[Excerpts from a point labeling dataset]
____
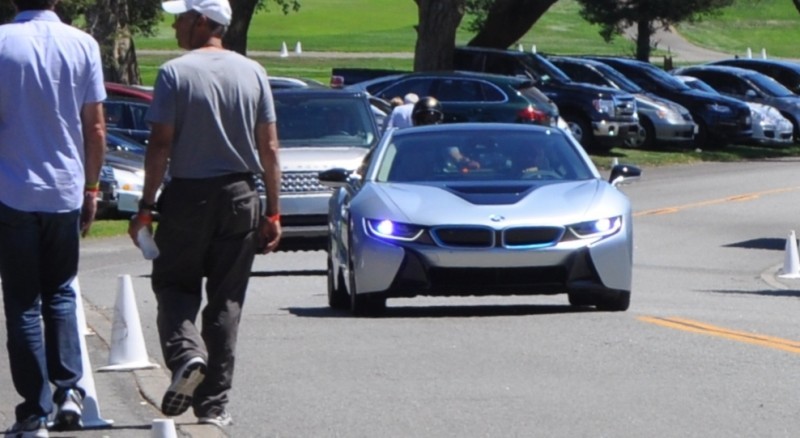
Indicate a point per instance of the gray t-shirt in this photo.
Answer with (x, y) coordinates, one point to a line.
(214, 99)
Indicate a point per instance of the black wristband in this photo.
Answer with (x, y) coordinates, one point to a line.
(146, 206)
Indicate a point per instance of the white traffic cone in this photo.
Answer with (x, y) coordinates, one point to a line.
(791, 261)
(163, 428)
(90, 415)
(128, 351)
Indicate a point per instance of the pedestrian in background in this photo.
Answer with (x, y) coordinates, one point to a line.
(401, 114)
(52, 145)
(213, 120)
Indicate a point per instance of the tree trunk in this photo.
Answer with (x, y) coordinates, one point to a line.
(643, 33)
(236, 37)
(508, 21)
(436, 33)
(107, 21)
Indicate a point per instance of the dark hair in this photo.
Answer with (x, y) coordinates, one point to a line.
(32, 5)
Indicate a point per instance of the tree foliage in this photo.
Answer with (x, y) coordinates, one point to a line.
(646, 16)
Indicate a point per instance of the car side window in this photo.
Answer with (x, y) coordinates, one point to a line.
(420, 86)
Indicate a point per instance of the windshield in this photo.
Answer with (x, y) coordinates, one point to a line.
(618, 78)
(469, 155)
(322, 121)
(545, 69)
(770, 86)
____
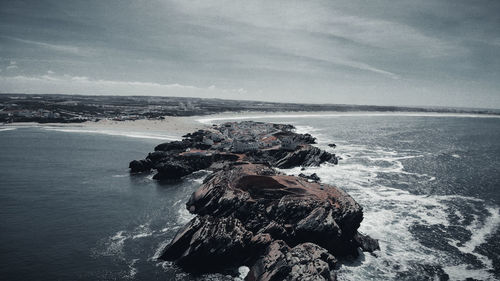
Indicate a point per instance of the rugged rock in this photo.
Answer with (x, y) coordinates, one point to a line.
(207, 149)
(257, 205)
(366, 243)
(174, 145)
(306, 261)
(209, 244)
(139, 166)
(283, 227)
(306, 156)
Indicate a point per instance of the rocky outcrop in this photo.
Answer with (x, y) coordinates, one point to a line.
____
List every line in the data above that contains the string "tree".

Indicate a point per instance of the tree trunk in this photo.
Indicate a point per instance of the tree foliage in this photo.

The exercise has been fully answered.